##### DATA UNDER STUDY

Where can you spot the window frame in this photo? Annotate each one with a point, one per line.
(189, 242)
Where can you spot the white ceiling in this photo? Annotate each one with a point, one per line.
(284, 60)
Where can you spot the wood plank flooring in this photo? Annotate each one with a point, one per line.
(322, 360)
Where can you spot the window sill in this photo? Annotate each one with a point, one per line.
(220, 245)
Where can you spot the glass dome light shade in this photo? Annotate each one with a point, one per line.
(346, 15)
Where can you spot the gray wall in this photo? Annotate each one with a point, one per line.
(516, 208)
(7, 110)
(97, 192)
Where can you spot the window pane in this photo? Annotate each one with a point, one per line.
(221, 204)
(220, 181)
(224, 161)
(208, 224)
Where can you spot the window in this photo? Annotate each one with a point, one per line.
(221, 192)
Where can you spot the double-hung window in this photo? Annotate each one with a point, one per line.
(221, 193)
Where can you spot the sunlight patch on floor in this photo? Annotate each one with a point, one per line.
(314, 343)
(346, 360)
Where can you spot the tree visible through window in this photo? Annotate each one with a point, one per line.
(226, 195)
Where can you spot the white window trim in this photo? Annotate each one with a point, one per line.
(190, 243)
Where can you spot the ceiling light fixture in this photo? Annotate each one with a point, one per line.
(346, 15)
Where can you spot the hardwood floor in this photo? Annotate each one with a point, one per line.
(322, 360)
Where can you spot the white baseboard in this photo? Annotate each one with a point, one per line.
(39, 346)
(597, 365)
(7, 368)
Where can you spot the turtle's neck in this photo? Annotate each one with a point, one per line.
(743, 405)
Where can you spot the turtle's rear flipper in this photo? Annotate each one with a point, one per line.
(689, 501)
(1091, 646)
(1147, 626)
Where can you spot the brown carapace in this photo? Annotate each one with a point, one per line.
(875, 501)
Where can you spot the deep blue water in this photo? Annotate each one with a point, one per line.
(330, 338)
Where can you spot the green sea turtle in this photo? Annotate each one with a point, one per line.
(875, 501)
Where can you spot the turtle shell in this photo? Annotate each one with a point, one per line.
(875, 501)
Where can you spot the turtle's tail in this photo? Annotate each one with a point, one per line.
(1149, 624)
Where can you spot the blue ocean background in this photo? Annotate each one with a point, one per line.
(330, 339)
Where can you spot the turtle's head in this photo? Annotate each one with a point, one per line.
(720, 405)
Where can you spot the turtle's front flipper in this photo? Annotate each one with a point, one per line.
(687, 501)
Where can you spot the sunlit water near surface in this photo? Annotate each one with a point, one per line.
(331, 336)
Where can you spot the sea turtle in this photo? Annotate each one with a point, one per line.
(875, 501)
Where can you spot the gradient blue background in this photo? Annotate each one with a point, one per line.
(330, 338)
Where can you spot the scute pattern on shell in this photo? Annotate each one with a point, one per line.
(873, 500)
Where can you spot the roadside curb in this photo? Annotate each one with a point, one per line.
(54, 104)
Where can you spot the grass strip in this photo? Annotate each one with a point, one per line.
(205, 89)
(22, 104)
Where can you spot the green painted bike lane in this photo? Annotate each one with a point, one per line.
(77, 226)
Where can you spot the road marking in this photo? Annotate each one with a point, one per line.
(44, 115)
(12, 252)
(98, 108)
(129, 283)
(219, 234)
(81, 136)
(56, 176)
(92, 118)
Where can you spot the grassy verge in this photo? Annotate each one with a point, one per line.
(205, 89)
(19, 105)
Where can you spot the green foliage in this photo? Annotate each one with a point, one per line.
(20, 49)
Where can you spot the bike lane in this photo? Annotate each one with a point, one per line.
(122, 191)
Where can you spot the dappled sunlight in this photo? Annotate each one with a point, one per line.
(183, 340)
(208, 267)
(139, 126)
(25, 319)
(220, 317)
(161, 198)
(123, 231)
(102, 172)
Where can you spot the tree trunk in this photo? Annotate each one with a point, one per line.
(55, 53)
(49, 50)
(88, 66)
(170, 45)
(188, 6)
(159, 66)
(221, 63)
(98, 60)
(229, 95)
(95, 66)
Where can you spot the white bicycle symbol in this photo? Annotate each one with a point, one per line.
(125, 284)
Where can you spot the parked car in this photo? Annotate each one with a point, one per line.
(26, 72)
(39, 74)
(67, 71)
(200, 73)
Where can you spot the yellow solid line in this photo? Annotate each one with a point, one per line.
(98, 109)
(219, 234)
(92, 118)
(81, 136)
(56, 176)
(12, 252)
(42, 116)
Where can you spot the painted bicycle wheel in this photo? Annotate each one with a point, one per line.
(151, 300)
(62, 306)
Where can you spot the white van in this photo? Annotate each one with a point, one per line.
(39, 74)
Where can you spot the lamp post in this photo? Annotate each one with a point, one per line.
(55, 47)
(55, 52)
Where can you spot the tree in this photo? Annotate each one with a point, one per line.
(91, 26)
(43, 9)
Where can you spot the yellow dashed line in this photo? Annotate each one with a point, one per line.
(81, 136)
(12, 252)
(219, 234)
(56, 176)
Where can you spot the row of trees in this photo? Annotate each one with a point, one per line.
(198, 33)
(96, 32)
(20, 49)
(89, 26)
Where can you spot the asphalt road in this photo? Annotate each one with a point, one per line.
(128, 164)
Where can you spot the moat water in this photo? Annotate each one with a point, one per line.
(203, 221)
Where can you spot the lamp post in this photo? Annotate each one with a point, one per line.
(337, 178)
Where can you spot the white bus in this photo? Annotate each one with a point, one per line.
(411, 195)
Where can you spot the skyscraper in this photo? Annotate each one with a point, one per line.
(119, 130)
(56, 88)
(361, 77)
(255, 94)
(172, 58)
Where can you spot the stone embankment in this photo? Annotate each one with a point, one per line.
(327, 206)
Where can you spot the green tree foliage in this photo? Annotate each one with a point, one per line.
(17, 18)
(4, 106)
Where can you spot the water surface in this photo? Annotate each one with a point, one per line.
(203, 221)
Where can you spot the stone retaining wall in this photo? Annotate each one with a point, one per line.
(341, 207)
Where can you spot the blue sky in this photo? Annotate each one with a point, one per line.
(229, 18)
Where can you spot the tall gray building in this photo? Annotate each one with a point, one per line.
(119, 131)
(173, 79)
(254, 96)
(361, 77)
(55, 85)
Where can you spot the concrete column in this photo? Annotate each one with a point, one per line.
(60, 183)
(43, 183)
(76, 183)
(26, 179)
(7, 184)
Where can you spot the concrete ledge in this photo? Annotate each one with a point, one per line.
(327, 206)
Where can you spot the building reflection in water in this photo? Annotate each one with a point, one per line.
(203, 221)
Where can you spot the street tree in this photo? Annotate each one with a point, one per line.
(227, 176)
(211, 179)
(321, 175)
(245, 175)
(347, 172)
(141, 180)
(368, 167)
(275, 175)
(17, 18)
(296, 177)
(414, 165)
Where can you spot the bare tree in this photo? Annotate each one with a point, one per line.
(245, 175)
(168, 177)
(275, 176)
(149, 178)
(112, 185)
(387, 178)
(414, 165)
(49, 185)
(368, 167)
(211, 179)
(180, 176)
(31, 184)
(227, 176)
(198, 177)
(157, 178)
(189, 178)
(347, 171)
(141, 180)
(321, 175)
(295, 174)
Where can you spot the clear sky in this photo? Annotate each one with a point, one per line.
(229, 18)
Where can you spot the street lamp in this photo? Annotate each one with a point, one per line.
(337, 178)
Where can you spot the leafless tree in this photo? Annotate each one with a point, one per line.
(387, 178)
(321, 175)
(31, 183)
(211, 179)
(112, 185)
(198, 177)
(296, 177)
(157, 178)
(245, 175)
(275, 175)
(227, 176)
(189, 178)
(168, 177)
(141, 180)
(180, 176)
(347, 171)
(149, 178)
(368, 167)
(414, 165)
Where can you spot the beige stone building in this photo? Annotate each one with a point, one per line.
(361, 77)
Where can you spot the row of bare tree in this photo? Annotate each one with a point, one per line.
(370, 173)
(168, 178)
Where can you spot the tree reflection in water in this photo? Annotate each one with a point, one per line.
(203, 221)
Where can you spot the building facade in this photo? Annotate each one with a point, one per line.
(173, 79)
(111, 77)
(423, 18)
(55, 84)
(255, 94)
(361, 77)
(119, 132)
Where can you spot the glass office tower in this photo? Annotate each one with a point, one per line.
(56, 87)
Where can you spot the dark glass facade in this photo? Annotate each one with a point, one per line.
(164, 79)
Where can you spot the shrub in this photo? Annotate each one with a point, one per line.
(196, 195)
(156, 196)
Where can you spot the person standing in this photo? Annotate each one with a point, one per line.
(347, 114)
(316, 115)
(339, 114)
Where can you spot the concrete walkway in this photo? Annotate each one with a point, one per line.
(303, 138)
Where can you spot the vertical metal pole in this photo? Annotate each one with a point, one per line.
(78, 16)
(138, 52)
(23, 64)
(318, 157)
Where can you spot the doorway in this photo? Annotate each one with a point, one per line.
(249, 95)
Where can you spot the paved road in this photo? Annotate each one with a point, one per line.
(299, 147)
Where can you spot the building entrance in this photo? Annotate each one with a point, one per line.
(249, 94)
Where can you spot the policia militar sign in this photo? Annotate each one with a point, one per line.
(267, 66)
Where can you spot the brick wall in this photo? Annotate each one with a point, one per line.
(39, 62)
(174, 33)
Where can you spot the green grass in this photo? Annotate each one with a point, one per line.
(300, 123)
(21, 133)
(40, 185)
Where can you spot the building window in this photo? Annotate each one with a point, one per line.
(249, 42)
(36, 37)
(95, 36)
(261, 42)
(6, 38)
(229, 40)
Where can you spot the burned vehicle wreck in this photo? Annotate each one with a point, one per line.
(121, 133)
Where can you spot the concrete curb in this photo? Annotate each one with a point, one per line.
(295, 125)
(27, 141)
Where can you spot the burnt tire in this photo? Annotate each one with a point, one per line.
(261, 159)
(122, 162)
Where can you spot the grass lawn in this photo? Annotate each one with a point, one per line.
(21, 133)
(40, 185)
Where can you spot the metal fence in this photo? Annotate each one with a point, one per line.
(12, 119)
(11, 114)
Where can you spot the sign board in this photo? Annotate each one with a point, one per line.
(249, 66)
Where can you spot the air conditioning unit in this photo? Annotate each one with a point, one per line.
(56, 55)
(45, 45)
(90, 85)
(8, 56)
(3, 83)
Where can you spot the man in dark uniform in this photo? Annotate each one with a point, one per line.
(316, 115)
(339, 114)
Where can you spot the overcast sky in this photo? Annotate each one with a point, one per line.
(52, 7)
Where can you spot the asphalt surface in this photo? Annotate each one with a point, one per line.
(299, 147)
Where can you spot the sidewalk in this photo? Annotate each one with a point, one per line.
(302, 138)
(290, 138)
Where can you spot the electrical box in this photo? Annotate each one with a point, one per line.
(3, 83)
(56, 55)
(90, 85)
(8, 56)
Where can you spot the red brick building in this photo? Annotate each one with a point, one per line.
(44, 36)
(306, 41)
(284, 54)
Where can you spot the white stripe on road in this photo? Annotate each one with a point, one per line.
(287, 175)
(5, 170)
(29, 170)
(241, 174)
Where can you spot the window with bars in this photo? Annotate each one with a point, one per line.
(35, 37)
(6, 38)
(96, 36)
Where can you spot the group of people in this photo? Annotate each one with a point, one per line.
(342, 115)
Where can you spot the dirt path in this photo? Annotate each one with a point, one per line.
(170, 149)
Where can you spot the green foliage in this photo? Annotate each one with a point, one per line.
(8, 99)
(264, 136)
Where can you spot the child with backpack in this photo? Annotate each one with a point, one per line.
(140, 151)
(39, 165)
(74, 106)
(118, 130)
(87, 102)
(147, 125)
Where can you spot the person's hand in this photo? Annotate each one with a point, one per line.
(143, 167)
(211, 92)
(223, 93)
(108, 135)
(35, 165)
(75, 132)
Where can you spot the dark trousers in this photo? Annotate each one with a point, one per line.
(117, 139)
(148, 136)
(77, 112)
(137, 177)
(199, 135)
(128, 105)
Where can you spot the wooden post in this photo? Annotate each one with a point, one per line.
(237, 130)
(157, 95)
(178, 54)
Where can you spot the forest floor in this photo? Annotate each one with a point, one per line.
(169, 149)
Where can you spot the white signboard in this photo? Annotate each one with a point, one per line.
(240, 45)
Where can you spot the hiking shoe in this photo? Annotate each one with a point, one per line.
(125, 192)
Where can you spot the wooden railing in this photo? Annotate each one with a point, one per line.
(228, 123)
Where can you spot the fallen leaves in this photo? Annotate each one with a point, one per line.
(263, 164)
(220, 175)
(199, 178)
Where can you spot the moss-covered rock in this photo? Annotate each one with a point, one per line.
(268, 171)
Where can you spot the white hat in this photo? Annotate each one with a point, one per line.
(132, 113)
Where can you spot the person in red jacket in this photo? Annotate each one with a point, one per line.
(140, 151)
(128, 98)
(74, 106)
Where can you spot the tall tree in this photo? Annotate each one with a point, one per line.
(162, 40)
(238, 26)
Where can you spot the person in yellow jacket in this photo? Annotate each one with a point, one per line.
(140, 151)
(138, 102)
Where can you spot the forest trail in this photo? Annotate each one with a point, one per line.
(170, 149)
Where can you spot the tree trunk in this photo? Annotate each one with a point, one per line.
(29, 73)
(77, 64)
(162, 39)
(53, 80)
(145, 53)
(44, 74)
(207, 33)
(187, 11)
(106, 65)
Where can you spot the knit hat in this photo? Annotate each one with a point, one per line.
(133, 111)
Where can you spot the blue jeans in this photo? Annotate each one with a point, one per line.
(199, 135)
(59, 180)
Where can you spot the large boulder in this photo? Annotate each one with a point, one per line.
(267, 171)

##########

Copy verbatim the span of lines that begins with the line holding "Where can you spot the wooden railing" and ends at the last line of the records.

__RESULT BELOW__.
Where can you spot the wooden railing in this photo? Annotate each one with a point, one per line.
(228, 123)
Where can you spot the fallen leaves in this photo? Annotate each one with a point, one per line.
(263, 164)
(220, 175)
(199, 178)
Where can you spot the moss-covered rock in this photo? Annotate each one with a point, one per line.
(268, 171)
Where can you spot the white hat in this photo? Annotate each one with a point, one per line.
(132, 113)
Where can you spot the person in red jacket in this photo? Annotate each one with a point, one per line.
(140, 151)
(128, 98)
(74, 106)
Where can you spot the tall tree in this photo? Annotate each one with a point, one per line.
(162, 40)
(238, 26)
Where can you spot the person in yellow jacket in this photo? Annotate each one with a point, one per line.
(140, 151)
(138, 102)
Where can you spot the forest trail in this photo? Annotate each one with a point, one per line.
(170, 149)
Where can you spot the tree trunk in this photo? Annotate each one with a point, one per line.
(29, 73)
(77, 64)
(162, 39)
(53, 80)
(145, 53)
(44, 74)
(207, 33)
(187, 11)
(106, 65)
Where can you spot the knit hat in this photo? Annotate each one with a point, one per line.
(133, 111)
Where can you spot the blue jeans in this photo? Annotate each one with a point, one per line.
(199, 135)
(59, 180)
Where can you spot the large boulder in this photo? Annotate each one with a point, one per line.
(267, 171)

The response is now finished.